• [REQUIRED TASK] Give back, unchanged, each line from the one containing "task: give the mask of every instance of the arcade" through the last line of the entries below.

• [LISTED RECORDS]
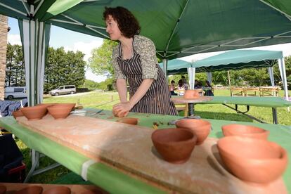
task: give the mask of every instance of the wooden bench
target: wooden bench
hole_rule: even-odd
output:
[[[259,87],[260,96],[279,96],[279,87]]]
[[[246,87],[245,88],[245,96],[258,96],[260,95],[260,90],[259,87]]]
[[[245,87],[231,87],[231,96],[245,96]]]

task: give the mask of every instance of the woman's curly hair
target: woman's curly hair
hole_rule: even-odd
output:
[[[112,16],[117,22],[118,28],[122,34],[127,38],[131,38],[141,32],[141,27],[134,15],[127,8],[123,7],[105,7],[103,12],[103,20],[106,20],[108,15]]]

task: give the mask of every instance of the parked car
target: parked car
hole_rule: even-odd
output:
[[[5,87],[4,98],[13,100],[13,98],[27,98],[26,88],[25,86],[19,87]]]
[[[76,87],[75,85],[61,86],[56,89],[49,91],[51,96],[58,96],[62,94],[74,94],[76,93]]]

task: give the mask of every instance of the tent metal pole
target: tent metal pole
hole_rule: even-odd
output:
[[[286,77],[286,70],[285,67],[285,61],[284,58],[280,58],[278,61],[279,64],[279,69],[280,70],[281,74],[281,78],[282,78],[282,82],[284,87],[284,93],[285,93],[285,98],[286,100],[288,100],[288,89],[287,86],[287,77]]]
[[[168,68],[168,59],[164,58],[162,59],[162,70],[164,71],[164,76],[167,77],[167,69]]]
[[[275,81],[274,81],[274,74],[273,70],[273,67],[268,67],[269,75],[270,75],[270,80],[271,80],[271,85],[272,87],[275,86]]]
[[[207,76],[207,81],[209,82],[211,84],[212,83],[212,72],[206,72]]]

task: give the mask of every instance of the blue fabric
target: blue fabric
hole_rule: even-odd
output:
[[[27,106],[27,99],[22,100],[22,105]],[[11,116],[12,112],[20,109],[20,101],[0,101],[0,111],[2,117]]]
[[[0,181],[8,181],[7,173],[10,169],[22,165],[23,155],[16,145],[12,134],[0,136]]]

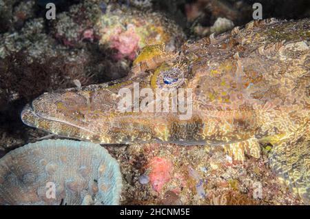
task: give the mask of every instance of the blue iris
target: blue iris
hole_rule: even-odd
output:
[[[178,81],[178,79],[165,78],[163,81],[166,85],[171,85],[172,83]]]

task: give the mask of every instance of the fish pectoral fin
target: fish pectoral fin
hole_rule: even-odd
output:
[[[256,138],[250,138],[246,140],[225,145],[225,152],[234,160],[245,161],[245,154],[256,158],[260,156],[260,146]]]

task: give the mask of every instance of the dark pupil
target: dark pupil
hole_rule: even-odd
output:
[[[166,78],[163,79],[163,81],[166,85],[170,85],[172,83],[178,81],[178,79]]]

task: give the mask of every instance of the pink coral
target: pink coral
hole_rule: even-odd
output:
[[[170,180],[172,163],[165,158],[156,156],[150,161],[149,167],[149,182],[154,190],[160,192],[165,184]]]
[[[134,27],[128,25],[128,29],[123,32],[117,30],[111,39],[111,48],[117,51],[116,59],[127,56],[134,60],[136,57],[136,51],[139,49],[138,43],[140,36],[134,31]]]

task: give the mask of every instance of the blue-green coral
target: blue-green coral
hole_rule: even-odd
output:
[[[0,160],[1,205],[118,205],[121,187],[118,163],[97,144],[45,140]]]

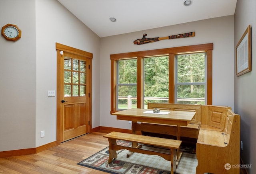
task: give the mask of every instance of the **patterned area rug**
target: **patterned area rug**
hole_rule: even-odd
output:
[[[130,146],[131,143],[119,141],[118,145]],[[169,153],[168,149],[142,145],[142,149]],[[196,157],[195,148],[182,147],[183,152],[176,174],[196,173],[198,161]],[[108,164],[108,147],[96,153],[78,164],[87,167],[113,174],[168,174],[170,173],[171,162],[157,155],[150,155],[134,153],[126,158],[129,152],[127,150],[117,152],[118,157],[110,164]]]

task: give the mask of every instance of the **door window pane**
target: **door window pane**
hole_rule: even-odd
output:
[[[78,62],[79,61],[77,59],[73,59],[73,70],[74,71],[78,71]]]
[[[64,83],[71,83],[71,72],[64,71]]]
[[[71,69],[71,59],[67,57],[65,57],[65,59],[64,60],[64,69],[70,70]]]
[[[73,83],[78,83],[78,73],[73,72],[73,78],[72,80]]]
[[[144,108],[148,102],[168,103],[169,57],[144,59]]]
[[[72,96],[78,96],[78,85],[72,85]]]
[[[80,96],[84,96],[86,95],[85,85],[80,85]]]
[[[69,84],[64,85],[64,96],[65,97],[71,96],[71,85]]]
[[[85,72],[86,68],[86,62],[83,61],[80,61],[80,71]]]
[[[80,83],[86,83],[86,74],[80,72]]]

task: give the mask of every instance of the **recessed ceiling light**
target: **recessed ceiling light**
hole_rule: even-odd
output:
[[[113,17],[110,18],[109,20],[110,20],[111,22],[115,22],[116,21],[116,19]]]
[[[183,5],[185,6],[189,6],[192,4],[192,0],[185,0],[183,2]]]

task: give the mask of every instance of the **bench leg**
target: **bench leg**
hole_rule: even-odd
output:
[[[113,145],[116,145],[116,140],[115,139],[108,139],[109,143],[109,147],[108,148],[108,152],[109,152],[109,157],[108,158],[108,164],[112,162],[113,158],[116,159],[117,158],[116,151],[113,150]]]
[[[171,174],[176,172],[176,149],[171,149]]]

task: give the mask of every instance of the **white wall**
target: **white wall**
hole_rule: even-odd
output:
[[[128,121],[116,120],[110,114],[110,55],[113,54],[213,43],[212,104],[234,108],[234,25],[230,16],[101,38],[100,125],[130,129]],[[195,31],[195,37],[133,44],[144,33],[151,38],[190,31]]]
[[[35,146],[34,7],[34,1],[0,0],[1,28],[22,31],[15,42],[0,36],[0,151]]]
[[[91,53],[92,59],[92,127],[99,125],[100,38],[58,1],[36,1],[36,147],[56,140],[56,53],[59,43]],[[45,137],[40,137],[41,131]]]
[[[249,24],[252,30],[252,71],[238,77],[234,72],[235,112],[241,117],[240,139],[243,143],[241,157],[244,164],[252,164],[252,168],[248,169],[250,174],[256,173],[256,0],[238,0],[234,16],[235,48]]]
[[[47,97],[56,92],[56,42],[93,54],[92,126],[99,126],[99,37],[56,0],[0,0],[0,26],[8,23],[22,35],[0,37],[0,151],[56,140],[56,97]]]

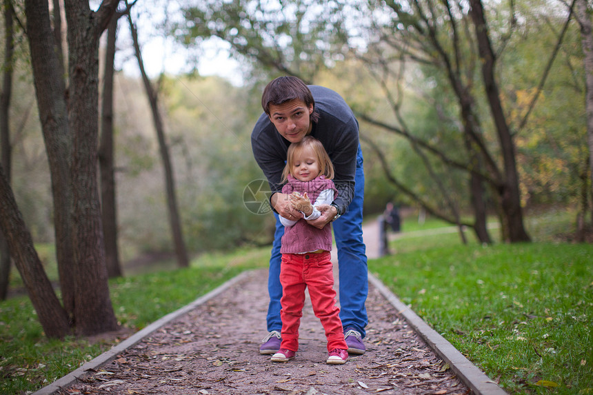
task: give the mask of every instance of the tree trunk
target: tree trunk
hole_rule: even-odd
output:
[[[117,328],[109,295],[97,172],[99,40],[117,4],[117,0],[105,0],[94,12],[88,2],[65,2],[70,79],[68,126],[73,134],[74,318],[77,332],[81,335]]]
[[[107,30],[107,50],[103,79],[101,145],[99,148],[105,260],[107,274],[110,278],[121,276],[117,247],[117,205],[113,170],[113,60],[115,57],[117,20],[117,16],[114,15]]]
[[[514,143],[507,125],[499,94],[498,85],[494,79],[496,57],[488,37],[482,3],[481,0],[471,0],[470,4],[470,14],[476,29],[478,50],[482,60],[484,89],[496,128],[504,163],[504,181],[500,187],[499,192],[505,221],[508,225],[508,239],[505,241],[511,243],[530,241],[530,237],[523,225]]]
[[[70,333],[68,316],[60,305],[48,278],[31,234],[19,211],[14,196],[0,167],[0,229],[6,235],[17,268],[21,274],[39,322],[50,338],[63,338]]]
[[[0,155],[1,164],[6,176],[6,182],[10,185],[12,164],[12,148],[10,144],[10,128],[8,123],[10,109],[10,96],[12,92],[12,63],[14,52],[12,6],[5,0],[4,9],[4,67],[2,92],[0,94]],[[0,231],[0,301],[6,298],[8,282],[10,278],[10,250],[4,234]]]
[[[52,179],[56,257],[62,302],[74,314],[74,249],[70,228],[70,136],[65,99],[63,72],[56,55],[48,1],[26,0],[27,32],[39,120]]]
[[[136,27],[132,22],[128,15],[130,22],[130,30],[132,32],[132,37],[134,41],[134,48],[136,51],[136,59],[138,60],[138,65],[140,72],[142,74],[142,81],[144,83],[144,89],[146,96],[150,104],[150,110],[152,113],[152,121],[154,123],[154,129],[157,130],[157,136],[159,139],[159,147],[161,150],[161,158],[163,161],[163,168],[165,172],[165,184],[167,192],[167,205],[169,213],[169,222],[171,225],[171,232],[173,236],[173,242],[175,245],[175,252],[177,256],[177,265],[180,267],[187,267],[190,265],[188,259],[188,252],[185,250],[185,243],[183,241],[183,234],[181,228],[181,222],[179,219],[179,210],[177,210],[177,199],[175,194],[175,180],[173,177],[173,166],[169,156],[169,148],[165,139],[165,130],[163,120],[159,112],[158,92],[155,92],[150,83],[148,76],[144,70],[144,63],[142,61],[142,56],[140,52],[140,45],[138,43],[138,35]]]
[[[468,126],[466,125],[465,128]],[[478,169],[482,166],[480,158],[475,150],[472,148],[472,139],[468,133],[463,134],[465,148],[470,156],[472,166]],[[474,210],[474,232],[482,244],[492,244],[492,239],[488,233],[486,203],[484,201],[484,185],[482,179],[475,173],[470,173],[470,201]]]
[[[591,168],[591,177],[593,179],[593,26],[591,17],[587,12],[586,0],[577,0],[576,14],[581,25],[581,45],[585,55],[585,85],[587,96],[585,108],[587,109],[587,136],[589,145],[589,165]],[[590,183],[591,196],[593,199],[593,179]],[[593,227],[593,210],[591,210],[591,226]]]

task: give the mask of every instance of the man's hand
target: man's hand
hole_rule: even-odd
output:
[[[315,207],[321,212],[321,216],[317,219],[308,221],[307,223],[319,229],[323,229],[326,225],[334,220],[334,216],[338,215],[338,210],[332,205],[320,204]]]
[[[279,214],[286,219],[297,221],[303,218],[303,213],[296,210],[290,201],[290,195],[287,194],[277,192],[272,195],[270,203]]]

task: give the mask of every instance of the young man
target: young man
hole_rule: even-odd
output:
[[[295,220],[303,217],[281,193],[281,179],[291,143],[310,134],[321,141],[335,170],[338,196],[331,205],[319,207],[321,216],[311,223],[323,228],[331,221],[338,248],[340,318],[348,352],[366,350],[363,338],[368,323],[365,302],[368,274],[362,236],[364,172],[359,142],[359,124],[352,110],[335,92],[321,86],[307,86],[296,77],[279,77],[265,87],[261,98],[263,114],[251,135],[253,154],[272,192],[270,204],[276,216],[276,232],[270,259],[268,289],[268,336],[259,352],[274,354],[281,342],[281,239],[284,227],[278,215]]]

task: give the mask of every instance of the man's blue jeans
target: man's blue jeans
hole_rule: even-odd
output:
[[[344,328],[355,327],[363,337],[368,323],[365,302],[368,294],[368,268],[364,243],[363,242],[363,201],[364,200],[365,175],[363,154],[360,146],[356,155],[356,172],[354,197],[348,210],[332,223],[334,236],[338,248],[339,272],[340,318]],[[282,285],[280,283],[281,239],[284,226],[276,216],[276,232],[270,259],[268,291],[270,305],[268,307],[268,331],[281,331],[280,299]]]

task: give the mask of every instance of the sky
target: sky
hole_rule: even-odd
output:
[[[230,45],[228,43],[217,38],[210,39],[201,44],[201,52],[197,54],[175,43],[171,37],[158,35],[155,26],[165,17],[171,19],[179,14],[179,4],[175,3],[167,2],[166,6],[164,6],[168,8],[168,17],[165,17],[163,7],[159,6],[158,0],[148,11],[138,8],[137,13],[132,12],[132,19],[138,30],[142,59],[148,76],[154,78],[163,71],[173,74],[190,72],[194,65],[194,60],[199,58],[197,70],[200,75],[218,75],[226,78],[233,85],[242,85],[240,65],[230,57]],[[134,5],[132,10],[138,6]],[[118,29],[116,68],[128,75],[139,76],[127,19],[120,19]]]

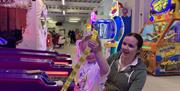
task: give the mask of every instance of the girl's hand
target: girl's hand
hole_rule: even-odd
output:
[[[96,41],[89,40],[88,46],[91,48],[91,51],[94,53],[101,51],[101,43],[99,39],[97,39]]]

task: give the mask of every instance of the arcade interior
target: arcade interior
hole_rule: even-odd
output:
[[[180,91],[180,0],[0,0],[0,91],[74,91],[92,30],[105,58],[139,33],[143,91]]]

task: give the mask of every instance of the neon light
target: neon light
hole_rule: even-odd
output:
[[[150,46],[144,46],[144,45],[142,46],[142,48],[143,48],[143,49],[151,49]]]
[[[68,65],[69,63],[68,62],[54,62],[54,64],[65,64],[65,65]]]
[[[163,13],[170,9],[171,0],[153,0],[151,3],[152,11],[155,13]]]
[[[48,75],[58,75],[58,76],[68,76],[69,72],[67,71],[45,71]]]
[[[91,20],[90,20],[90,23],[92,24],[92,22],[95,22],[97,19],[97,15],[96,13],[93,11],[91,12]]]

• [FINISHED TASK]
task: give the mask of every instance of the arcade interior
target: arcade interior
hole_rule: even-odd
output:
[[[180,91],[180,0],[0,0],[0,91],[74,91],[92,30],[105,58],[139,33],[143,91]]]

task: give the mask of every instance of the neon light
target: neon light
hole_rule: even-odd
output:
[[[150,46],[144,46],[144,45],[142,46],[142,48],[143,48],[143,49],[151,49]]]
[[[68,65],[69,63],[68,62],[54,62],[54,64],[65,64],[65,65]]]
[[[163,13],[170,9],[171,0],[153,0],[151,3],[152,11],[155,13]]]
[[[48,75],[58,75],[58,76],[68,76],[69,72],[67,71],[45,71]]]
[[[91,20],[90,20],[90,23],[92,24],[92,22],[95,22],[97,19],[97,15],[96,13],[93,11],[91,12]]]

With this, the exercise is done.